**** Given records ****
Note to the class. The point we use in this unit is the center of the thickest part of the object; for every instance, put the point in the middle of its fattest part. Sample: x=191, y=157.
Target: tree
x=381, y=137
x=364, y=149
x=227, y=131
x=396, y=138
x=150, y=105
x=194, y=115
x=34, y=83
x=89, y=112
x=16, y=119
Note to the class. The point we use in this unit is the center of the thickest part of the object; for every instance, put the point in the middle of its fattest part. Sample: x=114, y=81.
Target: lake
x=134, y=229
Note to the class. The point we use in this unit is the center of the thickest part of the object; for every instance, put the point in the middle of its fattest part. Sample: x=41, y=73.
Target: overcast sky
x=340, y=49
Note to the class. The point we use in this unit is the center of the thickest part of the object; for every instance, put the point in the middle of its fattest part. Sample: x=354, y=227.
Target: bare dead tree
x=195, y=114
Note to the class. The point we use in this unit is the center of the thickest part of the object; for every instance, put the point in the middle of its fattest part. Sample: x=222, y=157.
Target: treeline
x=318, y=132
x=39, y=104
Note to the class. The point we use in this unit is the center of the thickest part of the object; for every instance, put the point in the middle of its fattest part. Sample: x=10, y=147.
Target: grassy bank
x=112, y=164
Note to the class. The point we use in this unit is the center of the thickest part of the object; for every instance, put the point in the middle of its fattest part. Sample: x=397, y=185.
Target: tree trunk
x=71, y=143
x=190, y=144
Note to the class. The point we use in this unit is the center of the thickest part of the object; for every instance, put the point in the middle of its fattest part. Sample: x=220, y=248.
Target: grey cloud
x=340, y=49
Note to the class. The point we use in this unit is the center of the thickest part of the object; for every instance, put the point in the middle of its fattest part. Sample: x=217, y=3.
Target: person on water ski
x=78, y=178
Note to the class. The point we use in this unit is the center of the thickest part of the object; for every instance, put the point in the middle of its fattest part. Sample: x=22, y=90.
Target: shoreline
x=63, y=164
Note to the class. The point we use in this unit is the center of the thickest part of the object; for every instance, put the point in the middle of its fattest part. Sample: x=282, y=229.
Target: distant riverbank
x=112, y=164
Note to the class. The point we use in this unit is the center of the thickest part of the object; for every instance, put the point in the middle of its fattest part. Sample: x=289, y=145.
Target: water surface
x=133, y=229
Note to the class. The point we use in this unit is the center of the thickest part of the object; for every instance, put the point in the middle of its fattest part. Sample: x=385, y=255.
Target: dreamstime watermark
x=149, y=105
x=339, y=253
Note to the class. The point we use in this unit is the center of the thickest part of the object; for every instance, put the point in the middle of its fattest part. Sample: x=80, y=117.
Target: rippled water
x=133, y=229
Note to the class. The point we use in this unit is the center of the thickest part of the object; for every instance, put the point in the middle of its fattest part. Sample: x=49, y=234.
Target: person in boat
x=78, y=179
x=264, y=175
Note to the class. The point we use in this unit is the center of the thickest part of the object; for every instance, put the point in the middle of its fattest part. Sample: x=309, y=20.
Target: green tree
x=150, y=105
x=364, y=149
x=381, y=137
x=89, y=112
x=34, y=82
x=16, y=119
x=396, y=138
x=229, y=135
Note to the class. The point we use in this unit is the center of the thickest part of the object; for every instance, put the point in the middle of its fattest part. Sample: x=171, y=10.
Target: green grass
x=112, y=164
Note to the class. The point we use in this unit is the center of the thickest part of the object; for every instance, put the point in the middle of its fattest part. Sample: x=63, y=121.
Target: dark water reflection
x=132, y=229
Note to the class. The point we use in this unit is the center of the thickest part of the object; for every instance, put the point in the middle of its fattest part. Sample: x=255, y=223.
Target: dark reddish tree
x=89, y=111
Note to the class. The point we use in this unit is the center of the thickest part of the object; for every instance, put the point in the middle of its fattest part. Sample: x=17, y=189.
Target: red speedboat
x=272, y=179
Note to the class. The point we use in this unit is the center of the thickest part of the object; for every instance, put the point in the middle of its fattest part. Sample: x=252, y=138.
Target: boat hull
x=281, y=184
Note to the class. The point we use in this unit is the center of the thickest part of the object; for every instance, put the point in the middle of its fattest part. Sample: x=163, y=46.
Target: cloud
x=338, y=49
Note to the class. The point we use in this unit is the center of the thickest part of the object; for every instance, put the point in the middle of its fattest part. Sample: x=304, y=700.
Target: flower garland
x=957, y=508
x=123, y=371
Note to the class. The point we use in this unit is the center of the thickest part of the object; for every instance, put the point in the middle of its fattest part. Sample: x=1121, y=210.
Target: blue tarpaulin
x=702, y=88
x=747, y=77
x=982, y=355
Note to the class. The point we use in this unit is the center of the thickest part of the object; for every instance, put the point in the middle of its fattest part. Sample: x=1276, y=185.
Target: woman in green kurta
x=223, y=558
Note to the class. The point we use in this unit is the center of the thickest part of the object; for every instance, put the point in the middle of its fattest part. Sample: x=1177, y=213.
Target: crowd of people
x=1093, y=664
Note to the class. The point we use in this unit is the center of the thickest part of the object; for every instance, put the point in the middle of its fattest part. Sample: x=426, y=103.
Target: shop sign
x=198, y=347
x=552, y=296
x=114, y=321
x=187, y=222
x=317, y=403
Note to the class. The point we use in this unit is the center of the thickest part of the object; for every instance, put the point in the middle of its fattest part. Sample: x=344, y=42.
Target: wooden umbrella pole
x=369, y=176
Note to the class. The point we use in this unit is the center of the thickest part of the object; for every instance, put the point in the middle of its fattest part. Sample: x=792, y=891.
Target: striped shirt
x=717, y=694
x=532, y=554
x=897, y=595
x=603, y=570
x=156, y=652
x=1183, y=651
****
Generate an exact reproduction of all entries.

Note to the class. The point we use in this unit is the center of the thickest part of the object; for every instance, put the point in the middle of its fattest part. Sample: x=191, y=157.
Target: tree
x=381, y=137
x=364, y=149
x=227, y=131
x=396, y=138
x=150, y=105
x=194, y=115
x=34, y=83
x=89, y=112
x=16, y=119
Note to the class. The point we use in this unit is the center of the thickest part of the object; for every instance, put the point in the middle of its fattest part. Sample: x=114, y=81.
Target: lake
x=134, y=229
Note to the class. The point we use in this unit is the center of the thickest part of the object; for every instance, put the point in the middle of its fattest part. Sample: x=41, y=73.
Target: overcast sky
x=340, y=49
Note to the class. The point we use in this unit is the center of the thickest part of the object; for every instance, put the point in the middle of its fattest part. Sample: x=354, y=227.
Target: bare dead tree
x=195, y=114
Note to the class. The point we use in this unit is the center of the thickest part of the object; for every instance, put the point in the middle of its fattest part. Sample: x=222, y=157.
Target: treeline
x=318, y=132
x=39, y=104
Note to the class. The point we use in this unit is the center of the thickest part of the object; for every instance, put the point in the middle of its fattest part. Sample: x=10, y=147.
Target: grassy bank
x=112, y=164
Note to the class. The point we use in this unit is the center of the thickest part of the object; for every instance, put the point in the middle of its fattest part. Sample: x=397, y=185.
Target: tree trunk
x=71, y=143
x=190, y=144
Note to the class. The point we use in this unit is the center of the thickest part of the object; for every instance, put the point in the middle of its fattest part. Sample: x=220, y=248.
Target: grey cloud
x=340, y=49
Note to the class. The point we use in this unit is the center of the thickest part of the object; for every instance, put the point in the middle of its fattest part. Sample: x=217, y=3.
Target: person on water ski
x=78, y=178
Note to the class. The point we use in this unit is the center of the thickest part of the object; for every instance, put the point in the middle of its fattest part. Sample: x=22, y=90.
Target: shoreline
x=63, y=164
Note to the class. The point we use in this unit is the center of the thickest part of the object; for every instance, put the point in the middle of its fattest part. Sample: x=282, y=229.
Target: distant riverbank
x=112, y=164
Note to the class. The point we use in this unit is the center of the thickest part of the object; for every instance, put the point in the middle of its fattest part. Sample: x=289, y=145.
Target: water surface
x=133, y=229
Note to the class. The point we use in this unit is the center of the thickest part of the object; for every instance, put the point in the middle of its fattest part. Sample: x=385, y=255.
Target: dreamstime watermark
x=149, y=105
x=339, y=253
Note to the class. The point we use in this unit is the center of the thickest part of the object; for every instance, put the point in the middle of its fattest part. Sample: x=80, y=117.
Target: rippled water
x=133, y=229
Note to the class. The point we use in this unit is the center of the thickest part of the object; for every instance, put the point in the middle of its fattest part. Sample: x=49, y=234.
Target: person in boat
x=78, y=179
x=264, y=175
Note to the class. The point we use in this unit is the center of the thickest part of the object; for every instance, put the point in the middle of its fattest part. Sample: x=309, y=20.
Target: green tree
x=150, y=105
x=364, y=149
x=381, y=137
x=89, y=112
x=34, y=82
x=16, y=119
x=396, y=138
x=229, y=135
Note to the class. The point we use in this unit is the center of the thickest part of the object; for every instance, put the point in the middle of its fattest part. Sample: x=171, y=10.
Target: green grass
x=112, y=164
Note to the class. The point we use in this unit is the center of the thickest part of the object; for every instance, put the point in the middle of its fattest part. Sample: x=63, y=121.
Target: dark water reflection
x=132, y=229
Note to the class. The point we use in this unit is the center of the thickest part of the object; for every instance, put the point in the middle of its fattest part. Sample: x=255, y=223.
Target: dark reddish tree
x=89, y=111
Note to the class. The point we use in this unit is the center of the thickest part of the object; for every instance, put the point in the middle of its fattest part. Sample: x=17, y=189.
Target: red speedboat
x=272, y=179
Note to the class. The point we use in this unit is the center of the thickest part of the object; for every instance, put the point in the middle of its fattest part. Sample: x=252, y=138.
Target: boat hull
x=281, y=184
Note to the class. The point we use in this unit is the center of the thickest part of the object; for every instance, put the point in the middle of its fattest part. Sample: x=163, y=46.
Target: cloud
x=338, y=49
Note to the class. The point we use in this unit is the center of the thickest part of the object; for every instance, put the point in the middle of its fattest part. Sample: x=304, y=700.
Target: flower garland
x=957, y=508
x=123, y=371
Note to the class. The point we use in this unit is the center of the thickest part of the object; for every instance, put the point in the middle of its fattest part. Sample: x=1121, y=210.
Target: blue tarpaulin
x=702, y=88
x=747, y=77
x=982, y=355
Note to the class. The point we use in this unit is the center of the thickest part of the object; for every instance, put the point in the middle of its fattest part. Sample: x=1276, y=185.
Target: woman in green kurta
x=223, y=558
Note to the class. The point we use in this unit is the center of the thickest part of the object; for every instance, put the point in the middle of its fattest part. Sample: x=1177, y=213.
Target: crowd of people
x=1093, y=664
Note to the class. The point we use in this unit is the center of the thickest part of the object; for every instance, put the point in the middle of its fattest part. Sample: x=426, y=103.
Target: shop sign
x=198, y=347
x=552, y=296
x=114, y=321
x=187, y=222
x=317, y=403
Note to the class. The point we use in this unit is the center of the thickest part of the object; for every instance, put the point in the middle of its fattest part. Sample: x=344, y=42.
Target: wooden umbrella pole
x=369, y=176
Note to the class. The point we use in this unit is the center of the thickest part of the object; for every instance, put the point in the middle of its fattest part. Sample: x=792, y=891.
Target: striped shirt
x=717, y=694
x=532, y=554
x=897, y=595
x=603, y=570
x=156, y=652
x=1183, y=651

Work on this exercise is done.